:: PAGE ::

Kelvin Benjamin vs. Lions Secondary
Benjamin hasn’t found the end zone through four games on an average of 4.75 targets per game. Still, he missed the majority of the team’s Week 3 matchup against the Saints due to a knee injury and ranks sixth among all wide receivers to play at least 25 percent of their team’s snaps with an average of 2.55 yards per route run. Considering Benjamin has received only two red zone targets this season, there’s plenty of room for positive regression for the 6’5″ and 240-pound beast who is now in his second year coming off an ACL tear.
And then we have Darius Slay, who has allowed a 16-175-0 line on 28 targets this season. An expert at not allowing big plays, Slay has allowed the sixth-worst quarterback rating among all full time corners and doesn’t figure to allow Benjamin to run freely through the secondary like he was able to against the Patriots last week. Slay has shadowed the likes of Odell Beckham Jr., Stefon Diggs, and Julio Jones this season, and he’s held his own every step of the way:
Benjamin has matched up with Slay only once, converting his eight targets into a 2-46-0 line in his second career game back in 2014. Cam Newton shredded the Patriots for 300-plus yards and three touchdowns last Sunday, but prior to that game he failed to surpass 230 yards against the 49ers, Bills, and Saints. Newton has the league’s fifth-worst quarterback rating on deep balls this season, and the Panthers’ newfound reliance on dumping the ball down – Newton’s average target distance last season was 11.0 yards; it’s 8.3 yards this season – could continue to limit Benjamin’s upside in a tough matchup.

(Source data)

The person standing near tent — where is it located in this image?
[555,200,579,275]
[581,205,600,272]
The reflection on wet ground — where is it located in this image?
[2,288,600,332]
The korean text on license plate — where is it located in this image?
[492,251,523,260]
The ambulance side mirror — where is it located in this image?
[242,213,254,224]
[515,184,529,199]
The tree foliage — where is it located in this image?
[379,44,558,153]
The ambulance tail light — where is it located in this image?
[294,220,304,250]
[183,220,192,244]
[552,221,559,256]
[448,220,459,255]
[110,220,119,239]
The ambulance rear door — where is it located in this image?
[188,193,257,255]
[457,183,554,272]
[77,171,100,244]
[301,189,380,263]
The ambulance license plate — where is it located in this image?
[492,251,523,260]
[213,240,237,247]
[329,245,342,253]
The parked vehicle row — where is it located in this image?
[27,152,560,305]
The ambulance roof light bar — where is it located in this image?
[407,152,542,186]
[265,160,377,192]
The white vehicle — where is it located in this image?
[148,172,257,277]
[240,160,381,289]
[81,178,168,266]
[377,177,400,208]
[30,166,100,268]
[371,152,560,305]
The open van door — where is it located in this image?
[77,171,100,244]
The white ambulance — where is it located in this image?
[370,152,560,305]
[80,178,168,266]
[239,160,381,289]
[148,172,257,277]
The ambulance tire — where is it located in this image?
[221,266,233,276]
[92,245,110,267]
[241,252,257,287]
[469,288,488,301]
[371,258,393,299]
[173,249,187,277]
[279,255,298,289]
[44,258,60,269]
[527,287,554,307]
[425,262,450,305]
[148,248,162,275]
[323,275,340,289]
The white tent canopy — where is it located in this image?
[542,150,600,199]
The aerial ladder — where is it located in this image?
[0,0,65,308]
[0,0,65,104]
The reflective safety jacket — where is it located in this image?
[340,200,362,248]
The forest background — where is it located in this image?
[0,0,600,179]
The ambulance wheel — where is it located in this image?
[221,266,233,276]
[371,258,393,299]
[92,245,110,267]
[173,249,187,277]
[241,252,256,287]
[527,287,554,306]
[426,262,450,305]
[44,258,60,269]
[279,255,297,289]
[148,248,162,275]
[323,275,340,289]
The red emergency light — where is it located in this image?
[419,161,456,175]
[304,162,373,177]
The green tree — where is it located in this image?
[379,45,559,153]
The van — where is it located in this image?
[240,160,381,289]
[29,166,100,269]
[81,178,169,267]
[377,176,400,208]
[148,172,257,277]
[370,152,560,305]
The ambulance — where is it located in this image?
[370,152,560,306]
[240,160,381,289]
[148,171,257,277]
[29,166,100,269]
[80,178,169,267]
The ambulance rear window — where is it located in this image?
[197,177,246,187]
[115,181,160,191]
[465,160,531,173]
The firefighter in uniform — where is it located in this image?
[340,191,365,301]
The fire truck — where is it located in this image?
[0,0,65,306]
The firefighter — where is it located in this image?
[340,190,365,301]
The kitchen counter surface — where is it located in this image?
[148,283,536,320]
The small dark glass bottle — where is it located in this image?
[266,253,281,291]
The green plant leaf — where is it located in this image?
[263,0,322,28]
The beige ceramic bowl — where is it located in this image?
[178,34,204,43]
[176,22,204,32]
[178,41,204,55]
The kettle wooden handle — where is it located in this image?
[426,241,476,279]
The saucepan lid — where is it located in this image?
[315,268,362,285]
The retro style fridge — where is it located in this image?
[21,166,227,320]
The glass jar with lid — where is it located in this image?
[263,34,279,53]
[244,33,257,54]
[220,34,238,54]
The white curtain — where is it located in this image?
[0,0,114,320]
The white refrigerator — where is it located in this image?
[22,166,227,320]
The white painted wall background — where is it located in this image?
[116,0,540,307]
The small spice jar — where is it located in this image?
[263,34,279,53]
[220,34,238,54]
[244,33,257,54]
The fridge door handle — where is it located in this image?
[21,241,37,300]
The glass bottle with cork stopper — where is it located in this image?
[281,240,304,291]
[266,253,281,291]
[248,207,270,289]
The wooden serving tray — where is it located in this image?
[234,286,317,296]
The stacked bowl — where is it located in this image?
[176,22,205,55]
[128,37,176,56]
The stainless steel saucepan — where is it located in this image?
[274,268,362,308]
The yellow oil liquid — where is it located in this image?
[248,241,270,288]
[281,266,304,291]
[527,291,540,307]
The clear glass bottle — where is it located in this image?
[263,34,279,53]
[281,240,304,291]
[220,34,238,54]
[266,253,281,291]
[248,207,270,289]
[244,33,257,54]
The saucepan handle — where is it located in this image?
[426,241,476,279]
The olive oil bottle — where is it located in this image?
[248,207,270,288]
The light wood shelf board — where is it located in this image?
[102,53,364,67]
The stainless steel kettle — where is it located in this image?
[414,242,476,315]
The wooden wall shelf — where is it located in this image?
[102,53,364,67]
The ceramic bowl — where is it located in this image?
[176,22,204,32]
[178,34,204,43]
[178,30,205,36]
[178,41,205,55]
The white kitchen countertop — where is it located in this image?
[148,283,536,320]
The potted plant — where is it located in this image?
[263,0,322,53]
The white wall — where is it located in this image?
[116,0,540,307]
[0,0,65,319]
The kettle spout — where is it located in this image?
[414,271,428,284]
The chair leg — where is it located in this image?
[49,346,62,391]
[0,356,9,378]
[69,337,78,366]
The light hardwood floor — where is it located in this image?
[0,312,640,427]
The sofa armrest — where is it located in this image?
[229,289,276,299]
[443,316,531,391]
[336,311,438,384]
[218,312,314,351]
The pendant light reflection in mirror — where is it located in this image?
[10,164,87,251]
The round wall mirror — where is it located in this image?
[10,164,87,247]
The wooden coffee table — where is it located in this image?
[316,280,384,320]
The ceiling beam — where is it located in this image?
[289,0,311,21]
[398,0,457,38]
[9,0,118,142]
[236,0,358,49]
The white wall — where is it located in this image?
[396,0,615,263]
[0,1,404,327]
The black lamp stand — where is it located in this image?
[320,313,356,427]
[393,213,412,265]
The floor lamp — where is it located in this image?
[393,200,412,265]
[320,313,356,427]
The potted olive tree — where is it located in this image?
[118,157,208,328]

:: PROMPT ::
Duplicate the passage on Kelvin Benjamin word for word, starting with "Kelvin Benjamin vs." and going on through "an ACL tear.".

:: FULL SOLUTION ::
Kelvin Benjamin vs. Lions Secondary
Benjamin hasn’t found the end zone through four games on an average of 4.75 targets per game. Still, he missed the majority of the team’s Week 3 matchup against the Saints due to a knee injury and ranks sixth among all wide receivers to play at least 25 percent of their team’s snaps with an average of 2.55 yards per route run. Considering Benjamin has received only two red zone targets this season, there’s plenty of room for positive regression for the 6’5″ and 240-pound beast who is now in his second year coming off an ACL tear.